[Exercise material — start]
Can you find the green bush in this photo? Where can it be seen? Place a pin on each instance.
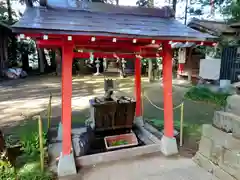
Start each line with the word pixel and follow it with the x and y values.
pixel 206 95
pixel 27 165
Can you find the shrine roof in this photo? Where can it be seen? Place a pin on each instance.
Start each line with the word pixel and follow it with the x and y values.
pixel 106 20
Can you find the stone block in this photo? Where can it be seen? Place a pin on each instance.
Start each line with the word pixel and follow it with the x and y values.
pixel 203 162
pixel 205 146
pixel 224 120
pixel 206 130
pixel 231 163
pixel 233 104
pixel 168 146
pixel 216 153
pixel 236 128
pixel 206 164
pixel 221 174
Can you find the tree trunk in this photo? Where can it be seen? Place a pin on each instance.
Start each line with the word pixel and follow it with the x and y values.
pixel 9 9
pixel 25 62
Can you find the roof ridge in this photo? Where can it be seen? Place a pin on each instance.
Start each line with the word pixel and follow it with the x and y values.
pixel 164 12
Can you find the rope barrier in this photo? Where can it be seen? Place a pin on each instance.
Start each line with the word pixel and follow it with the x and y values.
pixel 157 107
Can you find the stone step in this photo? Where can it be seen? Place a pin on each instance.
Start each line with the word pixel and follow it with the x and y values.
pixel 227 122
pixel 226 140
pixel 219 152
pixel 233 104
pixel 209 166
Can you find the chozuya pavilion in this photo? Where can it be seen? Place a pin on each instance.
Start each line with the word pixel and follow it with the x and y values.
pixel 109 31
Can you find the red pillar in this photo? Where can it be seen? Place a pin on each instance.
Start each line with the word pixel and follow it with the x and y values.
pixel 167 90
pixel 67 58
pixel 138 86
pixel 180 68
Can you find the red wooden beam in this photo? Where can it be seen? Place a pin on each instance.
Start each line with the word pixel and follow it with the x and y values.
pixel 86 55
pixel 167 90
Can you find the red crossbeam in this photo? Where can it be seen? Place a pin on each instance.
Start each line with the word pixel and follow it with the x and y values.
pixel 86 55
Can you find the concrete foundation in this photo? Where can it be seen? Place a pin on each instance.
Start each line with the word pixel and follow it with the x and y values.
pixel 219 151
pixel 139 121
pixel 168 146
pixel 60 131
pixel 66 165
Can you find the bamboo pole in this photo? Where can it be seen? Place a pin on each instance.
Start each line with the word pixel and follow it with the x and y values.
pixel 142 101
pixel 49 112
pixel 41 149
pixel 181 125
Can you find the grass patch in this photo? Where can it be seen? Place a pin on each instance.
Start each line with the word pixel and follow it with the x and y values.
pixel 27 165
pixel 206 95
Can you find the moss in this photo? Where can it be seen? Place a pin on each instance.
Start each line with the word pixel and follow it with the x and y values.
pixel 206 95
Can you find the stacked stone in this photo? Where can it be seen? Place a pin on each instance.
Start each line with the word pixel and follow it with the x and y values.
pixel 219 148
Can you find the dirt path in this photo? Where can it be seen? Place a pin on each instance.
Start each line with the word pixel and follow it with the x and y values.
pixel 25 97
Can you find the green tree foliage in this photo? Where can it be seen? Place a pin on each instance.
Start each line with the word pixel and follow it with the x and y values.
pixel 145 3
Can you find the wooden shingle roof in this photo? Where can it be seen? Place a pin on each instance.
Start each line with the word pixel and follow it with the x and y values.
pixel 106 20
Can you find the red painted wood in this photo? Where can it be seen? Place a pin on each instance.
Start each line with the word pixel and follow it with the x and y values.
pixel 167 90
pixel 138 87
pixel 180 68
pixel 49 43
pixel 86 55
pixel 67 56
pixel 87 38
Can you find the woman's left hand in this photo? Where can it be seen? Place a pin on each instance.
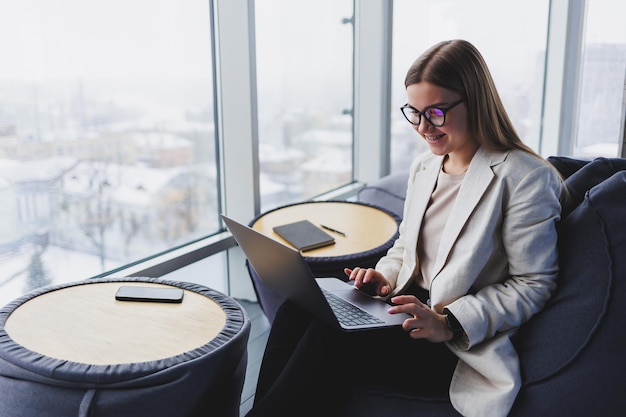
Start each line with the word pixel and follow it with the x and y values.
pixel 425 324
[Exercise material — finish]
[Exercise material — start]
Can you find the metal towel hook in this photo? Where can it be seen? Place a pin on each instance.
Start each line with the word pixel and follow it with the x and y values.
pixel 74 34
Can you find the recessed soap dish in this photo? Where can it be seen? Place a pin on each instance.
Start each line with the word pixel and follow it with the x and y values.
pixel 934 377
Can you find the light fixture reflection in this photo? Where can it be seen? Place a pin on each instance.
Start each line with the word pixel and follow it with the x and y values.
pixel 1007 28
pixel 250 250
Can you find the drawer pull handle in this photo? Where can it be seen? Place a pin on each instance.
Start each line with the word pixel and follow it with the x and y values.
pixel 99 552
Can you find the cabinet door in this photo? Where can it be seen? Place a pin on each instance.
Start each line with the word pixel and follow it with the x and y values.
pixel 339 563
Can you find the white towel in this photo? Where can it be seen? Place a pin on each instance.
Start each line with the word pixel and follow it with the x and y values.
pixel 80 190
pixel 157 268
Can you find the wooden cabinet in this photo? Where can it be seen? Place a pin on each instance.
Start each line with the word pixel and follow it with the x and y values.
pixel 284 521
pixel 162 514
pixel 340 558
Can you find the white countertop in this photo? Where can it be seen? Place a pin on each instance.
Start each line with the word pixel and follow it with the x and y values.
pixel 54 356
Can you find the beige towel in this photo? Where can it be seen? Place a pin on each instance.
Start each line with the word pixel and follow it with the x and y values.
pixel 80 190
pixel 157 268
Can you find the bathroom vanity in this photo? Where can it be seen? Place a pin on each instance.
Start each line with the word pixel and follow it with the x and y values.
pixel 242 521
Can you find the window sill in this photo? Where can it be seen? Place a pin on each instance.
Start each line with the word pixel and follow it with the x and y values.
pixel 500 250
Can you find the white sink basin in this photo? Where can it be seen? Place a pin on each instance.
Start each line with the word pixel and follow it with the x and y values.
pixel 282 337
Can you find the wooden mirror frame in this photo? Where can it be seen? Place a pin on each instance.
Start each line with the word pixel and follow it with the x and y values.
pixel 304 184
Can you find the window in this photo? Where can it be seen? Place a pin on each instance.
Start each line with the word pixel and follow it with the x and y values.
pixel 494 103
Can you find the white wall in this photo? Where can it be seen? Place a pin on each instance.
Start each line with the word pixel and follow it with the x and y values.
[Exercise material — finish]
[Exercise material — start]
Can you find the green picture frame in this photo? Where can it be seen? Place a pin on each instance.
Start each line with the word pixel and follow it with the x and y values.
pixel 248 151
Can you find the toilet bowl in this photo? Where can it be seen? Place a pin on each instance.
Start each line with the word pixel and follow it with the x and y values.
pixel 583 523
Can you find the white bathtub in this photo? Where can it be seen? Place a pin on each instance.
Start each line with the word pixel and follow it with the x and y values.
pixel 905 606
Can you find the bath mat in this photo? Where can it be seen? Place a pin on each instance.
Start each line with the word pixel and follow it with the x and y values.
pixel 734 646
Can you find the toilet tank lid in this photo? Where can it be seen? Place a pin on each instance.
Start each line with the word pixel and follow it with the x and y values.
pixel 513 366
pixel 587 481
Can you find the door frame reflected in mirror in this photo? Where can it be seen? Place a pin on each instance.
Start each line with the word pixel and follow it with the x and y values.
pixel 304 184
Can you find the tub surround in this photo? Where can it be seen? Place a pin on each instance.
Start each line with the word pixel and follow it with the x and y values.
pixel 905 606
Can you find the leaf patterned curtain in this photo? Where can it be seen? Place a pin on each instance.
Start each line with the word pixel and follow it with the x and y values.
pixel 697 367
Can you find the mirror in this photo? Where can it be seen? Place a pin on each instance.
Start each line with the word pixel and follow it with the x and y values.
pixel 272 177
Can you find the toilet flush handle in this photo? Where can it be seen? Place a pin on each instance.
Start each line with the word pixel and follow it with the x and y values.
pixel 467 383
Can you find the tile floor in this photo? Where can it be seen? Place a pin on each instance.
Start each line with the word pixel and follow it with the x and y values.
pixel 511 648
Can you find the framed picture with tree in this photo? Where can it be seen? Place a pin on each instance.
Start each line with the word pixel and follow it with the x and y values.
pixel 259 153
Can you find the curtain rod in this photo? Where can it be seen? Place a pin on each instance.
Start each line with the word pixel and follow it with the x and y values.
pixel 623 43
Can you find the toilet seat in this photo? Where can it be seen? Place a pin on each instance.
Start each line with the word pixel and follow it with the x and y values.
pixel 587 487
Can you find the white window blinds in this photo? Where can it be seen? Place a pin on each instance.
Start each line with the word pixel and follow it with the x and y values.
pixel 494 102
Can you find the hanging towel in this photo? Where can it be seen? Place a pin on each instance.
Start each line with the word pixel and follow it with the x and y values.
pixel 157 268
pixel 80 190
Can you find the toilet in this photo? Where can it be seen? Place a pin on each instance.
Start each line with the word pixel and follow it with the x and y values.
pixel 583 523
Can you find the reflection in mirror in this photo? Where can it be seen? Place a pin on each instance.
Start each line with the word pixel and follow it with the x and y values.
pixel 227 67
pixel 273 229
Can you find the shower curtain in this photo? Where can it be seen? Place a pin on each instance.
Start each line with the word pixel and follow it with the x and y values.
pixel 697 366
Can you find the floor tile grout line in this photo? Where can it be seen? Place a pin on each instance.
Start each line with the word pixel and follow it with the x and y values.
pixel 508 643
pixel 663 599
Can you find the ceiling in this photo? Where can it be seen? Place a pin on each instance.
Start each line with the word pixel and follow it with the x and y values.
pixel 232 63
[Exercise material — finish]
Task requirements: Only lines of the material that contain the word "toilet" belong in the answer; copy each one.

Written reply:
Can you find the toilet bowl in this photo? Where can it be seen? Place a pin on each instance.
Can you find the toilet tank lid in this photo? Where can it be seen? Place a pin on each instance.
Can you find the toilet flush handle in this photo? Where can it be seen? Place a pin on each instance.
Can you find the toilet seat in this photo? Where can it be seen? Place a pin on each instance.
Can you find the toilet in this photo? Where can it be seen? Place a pin on each instance.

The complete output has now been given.